• _Work to complete_:
Convert the data below into a numbered list with one line per item, and omit any blank lines.

• _Input data_:
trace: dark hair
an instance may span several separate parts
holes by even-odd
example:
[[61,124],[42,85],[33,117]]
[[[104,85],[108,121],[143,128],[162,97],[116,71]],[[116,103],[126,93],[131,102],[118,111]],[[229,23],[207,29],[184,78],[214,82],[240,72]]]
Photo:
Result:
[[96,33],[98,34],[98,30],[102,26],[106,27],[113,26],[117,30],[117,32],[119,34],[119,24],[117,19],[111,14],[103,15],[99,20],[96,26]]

• _The solution_:
1. trace: dark hair
2. an instance may span several separate parts
3. holes by even-odd
4. example:
5. [[61,124],[42,85],[33,117]]
6. [[[104,85],[108,121],[143,128],[162,97],[116,71]],[[116,103],[126,93],[131,102],[118,111]],[[229,23],[207,29],[184,78],[214,82],[240,72]]]
7. Photo:
8. Result:
9. [[96,33],[98,34],[98,30],[102,26],[106,27],[113,26],[117,30],[117,32],[119,34],[119,24],[117,19],[111,14],[103,15],[99,20],[96,26]]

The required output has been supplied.